(What is required): Set the following entries down again exactly, line by line.

(Data listing):
•••••
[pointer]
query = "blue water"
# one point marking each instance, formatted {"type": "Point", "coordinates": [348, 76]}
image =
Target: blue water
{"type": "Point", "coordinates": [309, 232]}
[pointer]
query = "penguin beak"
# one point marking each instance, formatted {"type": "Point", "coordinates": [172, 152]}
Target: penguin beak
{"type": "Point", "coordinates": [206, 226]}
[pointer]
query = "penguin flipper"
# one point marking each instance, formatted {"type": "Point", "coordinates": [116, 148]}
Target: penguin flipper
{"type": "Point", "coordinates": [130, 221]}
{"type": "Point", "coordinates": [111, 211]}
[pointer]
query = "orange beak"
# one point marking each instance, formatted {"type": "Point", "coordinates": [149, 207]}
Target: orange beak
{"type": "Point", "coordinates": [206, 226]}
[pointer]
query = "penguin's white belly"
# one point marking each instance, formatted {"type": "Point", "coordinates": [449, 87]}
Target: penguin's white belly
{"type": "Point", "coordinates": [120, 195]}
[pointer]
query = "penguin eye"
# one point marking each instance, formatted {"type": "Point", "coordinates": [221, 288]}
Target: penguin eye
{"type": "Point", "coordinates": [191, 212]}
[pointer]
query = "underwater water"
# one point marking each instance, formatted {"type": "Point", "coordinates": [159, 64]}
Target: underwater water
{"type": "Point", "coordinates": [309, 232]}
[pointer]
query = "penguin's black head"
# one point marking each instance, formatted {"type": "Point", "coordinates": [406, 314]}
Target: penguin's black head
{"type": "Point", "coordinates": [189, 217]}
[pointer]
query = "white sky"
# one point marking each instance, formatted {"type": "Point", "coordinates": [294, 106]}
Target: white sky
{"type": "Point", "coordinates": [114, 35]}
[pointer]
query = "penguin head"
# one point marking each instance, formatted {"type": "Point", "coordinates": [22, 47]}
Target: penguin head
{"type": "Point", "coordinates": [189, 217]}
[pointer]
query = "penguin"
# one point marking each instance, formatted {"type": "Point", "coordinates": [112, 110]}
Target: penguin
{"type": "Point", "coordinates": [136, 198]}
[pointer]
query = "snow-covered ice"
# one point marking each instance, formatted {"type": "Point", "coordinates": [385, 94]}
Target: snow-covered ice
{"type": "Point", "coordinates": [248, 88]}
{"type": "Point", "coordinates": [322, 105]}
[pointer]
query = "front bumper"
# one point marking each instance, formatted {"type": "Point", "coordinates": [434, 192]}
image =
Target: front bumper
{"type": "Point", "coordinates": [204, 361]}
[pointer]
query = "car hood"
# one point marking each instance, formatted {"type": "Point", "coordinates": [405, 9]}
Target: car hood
•••••
(Result of the task):
[pointer]
query = "blue water"
# one point marking each instance, formatted {"type": "Point", "coordinates": [348, 76]}
image =
Target: blue water
{"type": "Point", "coordinates": [309, 232]}
[pointer]
query = "penguin beak"
# one point marking each instance, formatted {"type": "Point", "coordinates": [172, 152]}
Target: penguin beak
{"type": "Point", "coordinates": [206, 226]}
[pointer]
query = "penguin flipper"
# one point marking each instance, formatted {"type": "Point", "coordinates": [116, 148]}
Target: penguin flipper
{"type": "Point", "coordinates": [130, 221]}
{"type": "Point", "coordinates": [111, 211]}
[pointer]
query = "orange beak"
# one point marking each instance, formatted {"type": "Point", "coordinates": [149, 207]}
Target: orange beak
{"type": "Point", "coordinates": [206, 226]}
[pointer]
query = "penguin's white belly"
# one point marking each instance, formatted {"type": "Point", "coordinates": [449, 87]}
Target: penguin's white belly
{"type": "Point", "coordinates": [120, 195]}
[pointer]
query = "penguin eye"
# one point marking each instance, formatted {"type": "Point", "coordinates": [221, 288]}
Target: penguin eye
{"type": "Point", "coordinates": [191, 212]}
[pointer]
query = "underwater water"
# one point marking each instance, formatted {"type": "Point", "coordinates": [159, 64]}
Target: underwater water
{"type": "Point", "coordinates": [309, 232]}
[pointer]
query = "penguin's black head"
# one point marking each instance, formatted {"type": "Point", "coordinates": [406, 314]}
Target: penguin's black head
{"type": "Point", "coordinates": [189, 217]}
[pointer]
query = "white sky"
# one point marking each instance, formatted {"type": "Point", "coordinates": [294, 106]}
Target: white sky
{"type": "Point", "coordinates": [114, 35]}
[pointer]
query = "penguin head"
# one point marking each instance, formatted {"type": "Point", "coordinates": [22, 47]}
Target: penguin head
{"type": "Point", "coordinates": [189, 217]}
[pointer]
query = "penguin"
# one point marking each instance, formatted {"type": "Point", "coordinates": [112, 110]}
Target: penguin
{"type": "Point", "coordinates": [136, 198]}
[pointer]
query = "snow-covered ice"
# one point marking each instance, formatted {"type": "Point", "coordinates": [385, 94]}
Target: snow-covered ice
{"type": "Point", "coordinates": [248, 88]}
{"type": "Point", "coordinates": [322, 105]}
[pointer]
query = "front bumper"
# one point marking each instance, formatted {"type": "Point", "coordinates": [434, 192]}
image =
Target: front bumper
{"type": "Point", "coordinates": [204, 361]}
[pointer]
query = "car hood"
# one point marking each instance, formatted {"type": "Point", "coordinates": [405, 9]}
Target: car hood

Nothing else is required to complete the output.